### GIVEN INFORMATION:
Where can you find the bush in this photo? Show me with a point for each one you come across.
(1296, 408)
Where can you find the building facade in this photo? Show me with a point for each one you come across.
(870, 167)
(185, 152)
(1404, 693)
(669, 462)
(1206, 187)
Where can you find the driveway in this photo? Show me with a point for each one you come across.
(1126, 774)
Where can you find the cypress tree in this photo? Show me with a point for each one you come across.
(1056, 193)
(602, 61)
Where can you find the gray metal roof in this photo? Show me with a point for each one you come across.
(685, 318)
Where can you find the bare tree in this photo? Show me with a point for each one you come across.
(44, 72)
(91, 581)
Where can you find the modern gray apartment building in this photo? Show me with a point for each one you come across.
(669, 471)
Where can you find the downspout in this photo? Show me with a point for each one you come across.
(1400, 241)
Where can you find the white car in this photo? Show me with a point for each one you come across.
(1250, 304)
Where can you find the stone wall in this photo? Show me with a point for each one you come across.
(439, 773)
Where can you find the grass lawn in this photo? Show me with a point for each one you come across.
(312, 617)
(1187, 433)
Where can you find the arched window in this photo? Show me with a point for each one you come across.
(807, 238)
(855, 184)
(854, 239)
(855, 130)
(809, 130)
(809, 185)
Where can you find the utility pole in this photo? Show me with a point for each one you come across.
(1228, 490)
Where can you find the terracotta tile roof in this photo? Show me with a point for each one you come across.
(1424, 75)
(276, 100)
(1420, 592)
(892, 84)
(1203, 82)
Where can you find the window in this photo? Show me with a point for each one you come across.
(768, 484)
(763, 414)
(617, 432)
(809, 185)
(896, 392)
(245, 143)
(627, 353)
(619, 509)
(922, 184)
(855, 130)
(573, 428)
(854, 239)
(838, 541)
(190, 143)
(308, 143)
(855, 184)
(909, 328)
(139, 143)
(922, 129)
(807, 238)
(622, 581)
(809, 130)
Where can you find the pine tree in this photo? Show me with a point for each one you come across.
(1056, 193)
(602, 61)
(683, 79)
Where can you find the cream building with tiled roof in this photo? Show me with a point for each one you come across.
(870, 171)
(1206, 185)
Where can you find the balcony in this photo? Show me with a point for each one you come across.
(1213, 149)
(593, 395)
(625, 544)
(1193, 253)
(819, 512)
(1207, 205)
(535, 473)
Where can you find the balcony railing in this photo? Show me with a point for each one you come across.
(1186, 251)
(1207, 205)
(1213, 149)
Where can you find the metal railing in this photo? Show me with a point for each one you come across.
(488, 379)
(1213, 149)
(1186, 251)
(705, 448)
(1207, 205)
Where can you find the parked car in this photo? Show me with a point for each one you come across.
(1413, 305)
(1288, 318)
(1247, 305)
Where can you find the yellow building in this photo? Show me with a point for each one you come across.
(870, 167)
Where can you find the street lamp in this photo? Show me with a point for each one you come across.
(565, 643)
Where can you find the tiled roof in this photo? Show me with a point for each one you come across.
...
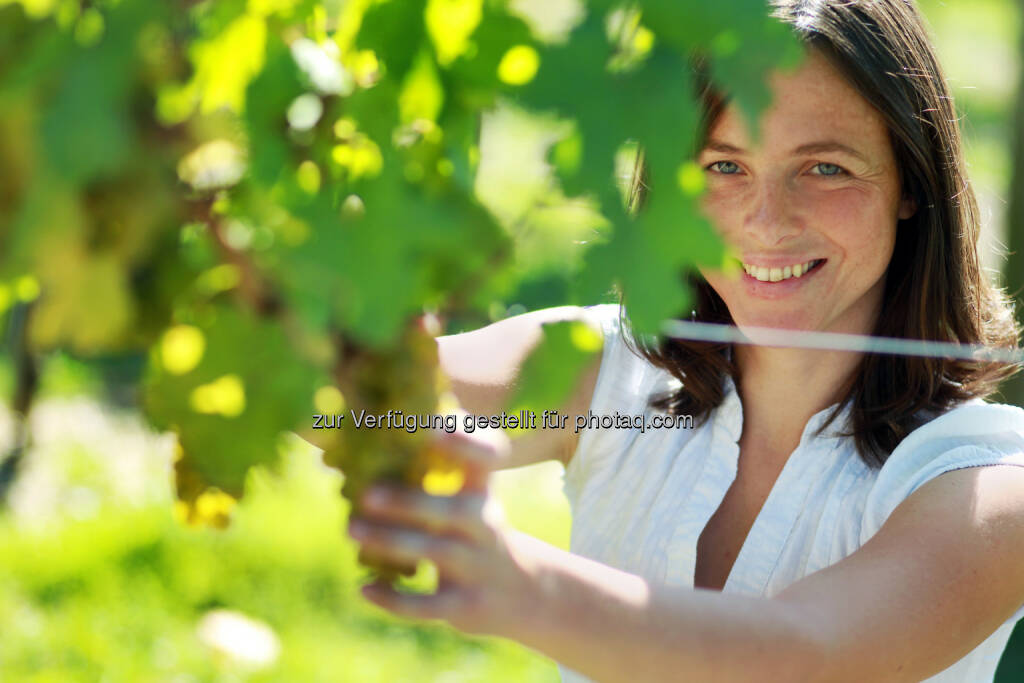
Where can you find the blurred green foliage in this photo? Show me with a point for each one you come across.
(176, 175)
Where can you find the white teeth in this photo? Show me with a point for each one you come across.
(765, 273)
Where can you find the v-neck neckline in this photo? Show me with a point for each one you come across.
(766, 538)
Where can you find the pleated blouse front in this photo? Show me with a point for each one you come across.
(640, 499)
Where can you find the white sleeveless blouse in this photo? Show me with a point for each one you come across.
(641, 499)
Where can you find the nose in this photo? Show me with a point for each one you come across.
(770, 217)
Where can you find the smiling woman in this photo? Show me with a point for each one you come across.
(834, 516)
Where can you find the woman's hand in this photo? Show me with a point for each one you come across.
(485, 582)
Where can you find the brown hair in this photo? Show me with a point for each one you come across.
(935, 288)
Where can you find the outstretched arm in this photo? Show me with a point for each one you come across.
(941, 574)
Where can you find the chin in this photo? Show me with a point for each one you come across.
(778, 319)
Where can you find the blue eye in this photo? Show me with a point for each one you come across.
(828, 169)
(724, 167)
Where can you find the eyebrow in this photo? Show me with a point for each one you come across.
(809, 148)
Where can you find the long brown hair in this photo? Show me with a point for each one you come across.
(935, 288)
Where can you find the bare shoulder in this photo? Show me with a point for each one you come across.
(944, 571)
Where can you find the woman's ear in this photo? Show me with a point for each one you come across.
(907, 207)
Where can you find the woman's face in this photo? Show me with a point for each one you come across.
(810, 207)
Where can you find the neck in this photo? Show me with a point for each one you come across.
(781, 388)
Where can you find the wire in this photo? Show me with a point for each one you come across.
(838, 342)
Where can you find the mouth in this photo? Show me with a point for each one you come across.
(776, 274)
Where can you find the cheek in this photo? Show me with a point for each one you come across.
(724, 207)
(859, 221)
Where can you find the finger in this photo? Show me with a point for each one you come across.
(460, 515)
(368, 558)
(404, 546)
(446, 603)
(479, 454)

### WHAT NEEDS TO BE DONE:
Out of the listing above, reproduce exactly the lines from the one with "Where can you find the yellow" up to and including the one with "Where can you find the tiled".

### RESULT:
Where can you find the yellow building in this photo? Show me with a point for each one you come across.
(870, 167)
Where can you find the street lamp in this photo? Show me with a point for each one you come across.
(565, 643)
Where can you find the tiled roof in this photo? Show me with a point for each one you come across.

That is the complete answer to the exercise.